● **GIVEN INSTRUCTION**: Select each line in the material that contains the word "woman", and copy those lines out.

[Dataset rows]

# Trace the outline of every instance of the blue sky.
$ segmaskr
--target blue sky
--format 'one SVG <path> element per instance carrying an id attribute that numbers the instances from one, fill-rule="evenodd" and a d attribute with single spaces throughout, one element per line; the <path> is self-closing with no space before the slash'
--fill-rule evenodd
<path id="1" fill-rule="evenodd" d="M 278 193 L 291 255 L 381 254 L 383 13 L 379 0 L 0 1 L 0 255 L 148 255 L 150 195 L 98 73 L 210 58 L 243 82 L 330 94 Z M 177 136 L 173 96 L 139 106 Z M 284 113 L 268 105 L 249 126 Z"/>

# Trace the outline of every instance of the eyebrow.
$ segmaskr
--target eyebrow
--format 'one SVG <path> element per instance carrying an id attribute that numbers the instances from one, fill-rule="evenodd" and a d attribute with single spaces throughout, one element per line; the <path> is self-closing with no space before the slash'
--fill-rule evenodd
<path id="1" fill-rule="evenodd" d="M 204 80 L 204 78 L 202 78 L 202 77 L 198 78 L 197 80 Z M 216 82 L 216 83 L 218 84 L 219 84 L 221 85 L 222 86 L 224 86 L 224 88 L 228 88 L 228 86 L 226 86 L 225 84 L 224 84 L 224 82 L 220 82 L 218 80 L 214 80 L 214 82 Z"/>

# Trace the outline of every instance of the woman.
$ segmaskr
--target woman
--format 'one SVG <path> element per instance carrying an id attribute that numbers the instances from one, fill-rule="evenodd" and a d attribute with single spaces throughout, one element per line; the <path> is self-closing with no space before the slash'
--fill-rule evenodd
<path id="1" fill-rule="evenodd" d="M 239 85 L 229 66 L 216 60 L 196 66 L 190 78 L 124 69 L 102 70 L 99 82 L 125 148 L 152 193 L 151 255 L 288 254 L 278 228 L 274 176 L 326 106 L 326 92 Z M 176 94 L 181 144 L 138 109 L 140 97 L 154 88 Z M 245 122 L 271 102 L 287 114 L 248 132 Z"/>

● **RIGHT ANSWER**:
# Trace the outline of every instance of the woman.
--target woman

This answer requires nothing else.